What this task involves: This exercise asks for an exact copy of every entry below, with pictures omitted.

-------- Stored data

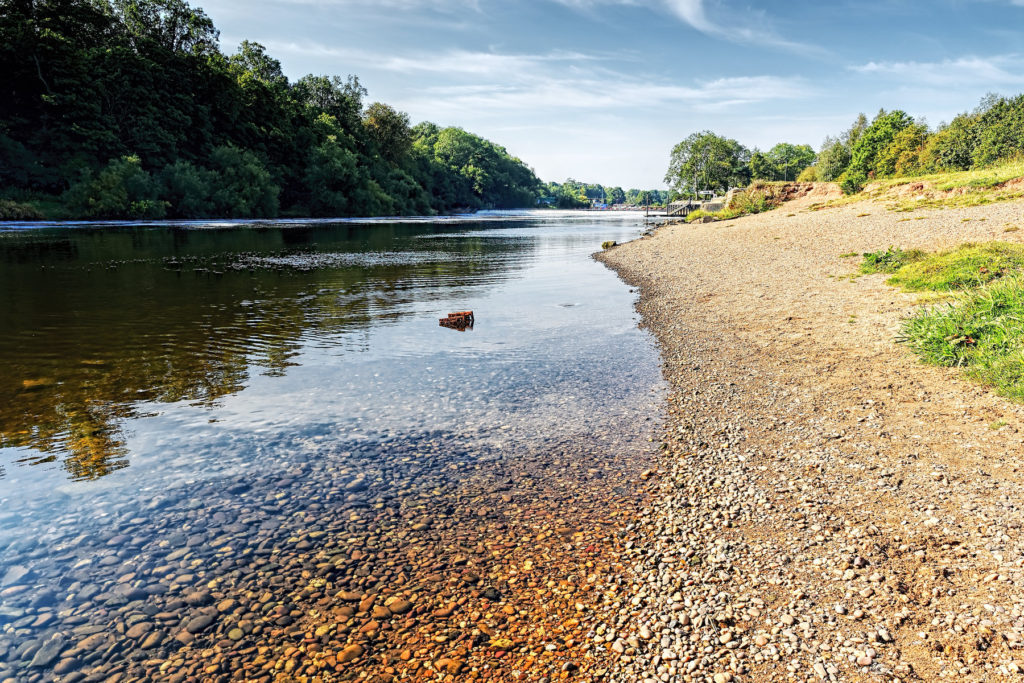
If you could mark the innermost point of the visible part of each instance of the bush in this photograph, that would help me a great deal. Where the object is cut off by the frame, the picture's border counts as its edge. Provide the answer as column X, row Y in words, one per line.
column 188, row 189
column 852, row 181
column 244, row 187
column 809, row 174
column 878, row 136
column 122, row 189
column 10, row 210
column 982, row 331
column 890, row 260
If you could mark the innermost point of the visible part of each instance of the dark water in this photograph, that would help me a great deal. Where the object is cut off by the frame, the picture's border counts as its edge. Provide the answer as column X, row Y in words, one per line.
column 144, row 370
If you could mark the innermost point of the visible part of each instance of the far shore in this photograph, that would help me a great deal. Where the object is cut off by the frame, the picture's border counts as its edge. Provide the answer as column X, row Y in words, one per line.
column 828, row 508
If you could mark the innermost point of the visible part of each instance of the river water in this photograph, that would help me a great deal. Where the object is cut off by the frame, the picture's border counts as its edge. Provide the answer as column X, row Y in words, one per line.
column 188, row 410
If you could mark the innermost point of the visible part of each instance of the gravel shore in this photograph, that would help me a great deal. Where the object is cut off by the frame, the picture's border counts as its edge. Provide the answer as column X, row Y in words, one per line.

----------------

Response to the task:
If you could mark the innermost point of the visible part of each instance of the bush in this photograph, that would help me a great deal. Where the object is cut off by the frame, the picture's border counts as its edge. Provide the answer as column X, row Y in words, one per line.
column 188, row 189
column 852, row 181
column 244, row 187
column 809, row 174
column 878, row 136
column 122, row 189
column 10, row 210
column 982, row 331
column 890, row 260
If you could mark the innermost point of the visible part of each instance of the dark water in this photograph, that would help me a great deal. Where the object is cut off by the frame, the picture's border counts as its edge. Provide the answer as column X, row Y in words, one per line.
column 144, row 370
If you could mark the innermost point of the visible part of each instance of the far shore in this photograph, that would help me a great deal. Where the object is cut off by the frame, the picture's border counts as its edge. Provide the answer as column X, row Y in words, one per line.
column 828, row 508
If you could mark the innermost point of the visible part of each instance of the river water in this photograph, that would help me a great deal. Where the object is cut off by the frame, the picture's border counts as its edge. Provide the answer as column X, row Y in words, one per line.
column 188, row 410
If you could mark the innermost point of the visible part of each instance of the gravel shore in this photograph, that would help me a great deal. Where the object is cut off by the frame, the picture's border counts as its edge. Provide the answer as column X, row Y in words, one per line.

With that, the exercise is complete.